(SOURCE MATERIAL)

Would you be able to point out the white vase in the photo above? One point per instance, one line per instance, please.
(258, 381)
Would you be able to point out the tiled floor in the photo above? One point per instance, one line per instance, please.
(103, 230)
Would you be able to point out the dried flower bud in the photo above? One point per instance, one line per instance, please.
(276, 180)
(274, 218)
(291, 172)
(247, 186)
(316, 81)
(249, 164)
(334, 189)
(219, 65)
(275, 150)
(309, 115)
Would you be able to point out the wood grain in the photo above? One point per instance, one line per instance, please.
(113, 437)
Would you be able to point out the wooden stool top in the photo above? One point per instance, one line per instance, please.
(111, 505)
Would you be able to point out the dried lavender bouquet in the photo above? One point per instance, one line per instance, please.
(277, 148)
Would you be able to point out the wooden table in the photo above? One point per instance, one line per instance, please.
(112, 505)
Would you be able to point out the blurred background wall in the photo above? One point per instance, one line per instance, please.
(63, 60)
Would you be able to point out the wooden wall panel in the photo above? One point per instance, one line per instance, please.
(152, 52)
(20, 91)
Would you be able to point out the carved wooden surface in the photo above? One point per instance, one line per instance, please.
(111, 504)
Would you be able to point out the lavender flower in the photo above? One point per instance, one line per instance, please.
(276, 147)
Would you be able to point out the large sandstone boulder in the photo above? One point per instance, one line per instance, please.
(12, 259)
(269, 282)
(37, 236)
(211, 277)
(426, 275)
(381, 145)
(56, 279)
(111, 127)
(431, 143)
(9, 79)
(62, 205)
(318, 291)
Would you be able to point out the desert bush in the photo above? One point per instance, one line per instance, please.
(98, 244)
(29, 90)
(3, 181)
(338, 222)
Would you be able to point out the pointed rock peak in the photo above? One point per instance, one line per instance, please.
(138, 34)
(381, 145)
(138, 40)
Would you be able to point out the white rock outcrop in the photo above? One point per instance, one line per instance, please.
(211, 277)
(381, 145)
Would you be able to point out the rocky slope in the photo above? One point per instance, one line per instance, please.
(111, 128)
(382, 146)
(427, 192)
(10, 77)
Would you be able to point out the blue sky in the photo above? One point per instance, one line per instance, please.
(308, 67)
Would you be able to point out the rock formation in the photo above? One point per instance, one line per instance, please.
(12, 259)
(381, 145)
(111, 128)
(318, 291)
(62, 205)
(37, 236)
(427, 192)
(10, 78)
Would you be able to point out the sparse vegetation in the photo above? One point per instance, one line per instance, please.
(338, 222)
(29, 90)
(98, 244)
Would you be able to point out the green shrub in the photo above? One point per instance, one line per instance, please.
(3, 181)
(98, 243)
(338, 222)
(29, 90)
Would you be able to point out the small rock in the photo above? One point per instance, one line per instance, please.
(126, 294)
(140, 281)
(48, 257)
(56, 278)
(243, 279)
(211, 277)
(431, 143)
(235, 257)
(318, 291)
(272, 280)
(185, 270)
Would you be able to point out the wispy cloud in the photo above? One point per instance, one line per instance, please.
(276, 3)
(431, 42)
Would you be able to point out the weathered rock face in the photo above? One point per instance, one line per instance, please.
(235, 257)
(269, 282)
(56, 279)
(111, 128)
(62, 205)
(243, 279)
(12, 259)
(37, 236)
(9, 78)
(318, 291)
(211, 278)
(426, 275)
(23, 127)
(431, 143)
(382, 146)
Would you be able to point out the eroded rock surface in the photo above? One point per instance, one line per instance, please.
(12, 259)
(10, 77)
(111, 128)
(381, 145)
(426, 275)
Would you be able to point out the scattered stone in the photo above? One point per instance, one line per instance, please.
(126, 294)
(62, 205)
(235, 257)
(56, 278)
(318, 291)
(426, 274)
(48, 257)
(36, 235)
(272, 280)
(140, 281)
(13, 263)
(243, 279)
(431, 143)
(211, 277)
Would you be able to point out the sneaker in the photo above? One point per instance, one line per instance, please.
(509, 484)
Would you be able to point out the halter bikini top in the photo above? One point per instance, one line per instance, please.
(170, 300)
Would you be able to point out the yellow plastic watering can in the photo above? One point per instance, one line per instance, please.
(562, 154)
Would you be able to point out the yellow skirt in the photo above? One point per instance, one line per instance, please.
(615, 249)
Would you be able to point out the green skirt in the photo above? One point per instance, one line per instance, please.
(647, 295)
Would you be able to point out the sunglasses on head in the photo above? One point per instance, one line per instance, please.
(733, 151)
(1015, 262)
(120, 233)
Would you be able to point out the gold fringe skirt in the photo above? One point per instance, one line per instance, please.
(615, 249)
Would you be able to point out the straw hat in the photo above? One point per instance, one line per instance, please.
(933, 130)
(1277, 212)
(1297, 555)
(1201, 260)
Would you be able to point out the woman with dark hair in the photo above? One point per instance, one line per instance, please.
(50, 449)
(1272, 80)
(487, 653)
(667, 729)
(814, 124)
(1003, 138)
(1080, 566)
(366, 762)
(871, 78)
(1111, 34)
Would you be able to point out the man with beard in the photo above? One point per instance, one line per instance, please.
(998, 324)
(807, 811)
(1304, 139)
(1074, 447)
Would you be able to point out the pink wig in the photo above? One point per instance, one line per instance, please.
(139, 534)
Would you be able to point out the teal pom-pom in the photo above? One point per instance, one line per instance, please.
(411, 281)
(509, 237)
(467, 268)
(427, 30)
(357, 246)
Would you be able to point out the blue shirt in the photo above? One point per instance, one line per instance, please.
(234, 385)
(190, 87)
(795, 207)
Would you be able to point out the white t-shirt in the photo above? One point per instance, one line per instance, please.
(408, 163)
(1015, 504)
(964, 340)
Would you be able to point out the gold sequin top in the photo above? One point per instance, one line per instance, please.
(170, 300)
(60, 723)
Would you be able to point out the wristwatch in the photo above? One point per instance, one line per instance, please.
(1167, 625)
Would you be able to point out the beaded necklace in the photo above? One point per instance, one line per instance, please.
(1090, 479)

(End SOURCE MATERIAL)

▸ **TASK INSTRUCTIONS**:
Your answer must be the complete data, repeated word for word.

▸ **RESULT OF THIS EXERCISE**:
Would you be able to point out the white vase in the photo above? One point per instance, one line per instance, please.
(258, 381)
Would you be able to point out the tiled floor in the photo above? One point per instance, one line per instance, please.
(103, 230)
Would you be able to point out the dried flower bud in the photo above? One point per instance, one line per instance, please.
(276, 180)
(274, 218)
(291, 172)
(247, 186)
(316, 81)
(249, 164)
(334, 189)
(219, 65)
(275, 150)
(309, 115)
Would you be able to point out the wood grain in the photo above? One point per instance, one line per instance, please.
(113, 437)
Would you be able to point out the wooden stool top in the photo above? One point per instance, one line per instance, please.
(111, 505)
Would you be able to point out the dried lavender bouquet in the photo above? One point per instance, one line per instance, please.
(277, 148)
Would you be able to point out the wooden table in the photo above? One point per instance, one line per instance, please.
(112, 505)
Would you be able to point out the blurred background wall in the photo above? One point per instance, one line per instance, please.
(63, 60)
Would you be able to point out the wooden wall panel in the photo above? One point per instance, one line per instance, please.
(152, 52)
(20, 91)
Would you be able to point out the carved wooden surface in the photo above? One point per instance, one line per instance, please.
(111, 504)
Would you be able to point out the lavender flower in the photo above? One point per instance, one line per instance, please.
(276, 147)
Would you be able to point out the large sandstone boulder in the photo above? One point per instance, one line per instance, please.
(12, 259)
(269, 282)
(37, 236)
(211, 277)
(426, 275)
(381, 145)
(56, 279)
(111, 127)
(431, 143)
(9, 79)
(62, 205)
(318, 291)
Would you be able to point out the desert bush in the photo above? One point per instance, one line per instance, please.
(98, 244)
(29, 90)
(3, 181)
(338, 222)
Would you be able to point out the pointed rock peak in the photo above? One point per instance, one line per instance, please.
(138, 34)
(381, 145)
(138, 40)
Would you be able to point out the white rock outcrop in the photo above? One point per instance, one line per instance, please.
(211, 277)
(381, 145)
Would you be able to point out the rocky slope in the photo above? One point per instance, one line per instance, please.
(111, 128)
(382, 146)
(427, 192)
(10, 77)
Would you be able to point out the blue sky in the photo above? One point per instance, one line per instance, please.
(308, 67)
Would you be able to point out the rock formation in the photo above? One point per instance, one line per instance, please.
(12, 259)
(381, 145)
(111, 128)
(318, 291)
(62, 205)
(37, 236)
(427, 192)
(10, 78)
Would you be able to point out the sparse vegetation in the photo above? One point per instance, one line per instance, please.
(338, 222)
(29, 90)
(98, 244)
Would you be able to point out the green shrub in the photo above? One point per instance, one line per instance, please.
(3, 181)
(98, 243)
(338, 222)
(29, 90)
Would you be able to point out the small rock in the photo above? One point per instance, one line per instance, please.
(126, 294)
(140, 281)
(48, 257)
(56, 278)
(243, 279)
(211, 277)
(431, 143)
(235, 257)
(318, 291)
(272, 280)
(185, 270)
Would you be able to point out the wispy cloud in the photo above? One point per instance, one line per instance, please.
(276, 3)
(431, 42)
Would you be able to point out the weathered rock face in the photo above? One point per instance, one line per instance, please.
(235, 257)
(269, 282)
(56, 279)
(111, 128)
(62, 205)
(243, 279)
(12, 259)
(37, 236)
(9, 78)
(318, 291)
(211, 278)
(426, 275)
(23, 127)
(431, 143)
(382, 146)
Would you be able to point out the eroded rock surface in the photo above? One point per instance, one line per instance, please.
(12, 259)
(10, 77)
(111, 128)
(381, 145)
(426, 275)
Would you be able to point out the scattered stone in the photo above? One point per instance, one line per instance, please.
(126, 294)
(62, 205)
(235, 257)
(56, 278)
(318, 291)
(426, 274)
(48, 257)
(36, 235)
(272, 280)
(140, 281)
(13, 263)
(243, 279)
(431, 143)
(211, 277)
Would you be able to point out the sneaker in the photo above? One point per instance, one line per instance, please.
(509, 484)
Would you be able to point out the halter bikini top in the photo above? One point per instance, one line per instance, please.
(170, 300)
Would you be able to point out the yellow plastic watering can in the photo above? One point per instance, one line per instance, please.
(562, 154)
Would you be able to point out the yellow skirt in the photo above? One point per instance, one line per instance, please.
(615, 249)
Would you be able to point out the green skirt in the photo above? One point per instance, one line per instance, please.
(647, 295)
Would you be able to point out the sunglasses on head in the photo above? One point per instance, one line per instance, please.
(733, 151)
(1015, 262)
(120, 233)
Would you be able to point out the gold fringe skirt in the photo above? One point per instance, one line per instance, please.
(615, 249)
Would you be able to point out the straw hat in the photo above? One point per instance, one line per instance, please.
(933, 130)
(1277, 212)
(1297, 555)
(1201, 260)
Would you be able to point out the woman with dark hair in the photo above? One point per instance, one line per instance, please.
(50, 449)
(1272, 80)
(487, 653)
(667, 729)
(814, 124)
(1003, 138)
(1080, 566)
(366, 762)
(871, 78)
(1111, 34)
Would you be able to point out the man with beard in the photo above? One point per instance, one line per instance, please.
(998, 324)
(807, 811)
(1304, 139)
(1074, 447)
Would you be able to point out the pink wig in the photo above? One point per instance, one line per instance, please.
(139, 534)
Would you be able to point out the teal pom-pom in the photo above? One point per instance, one line per instance, please.
(411, 281)
(509, 237)
(467, 268)
(427, 30)
(357, 246)
Would you be able to point out the blue shirt in the photo above? One point per instance, one line per instance, please.
(234, 385)
(190, 87)
(795, 207)
Would you be able to point out the white t-shirt in the photo above? One point per instance, one line per instance, please.
(408, 163)
(1015, 504)
(964, 340)
Would you be able to point out the gold sequin top in the photo above? One point per instance, one line per instance, please.
(170, 300)
(60, 723)
Would you be able to point out the wristwatch in the photo above? One point per instance, one line per instance, please.
(1167, 625)
Would you be able to point out the beaded necklace in the photo above? One point per instance, one line per instance, please.
(1090, 479)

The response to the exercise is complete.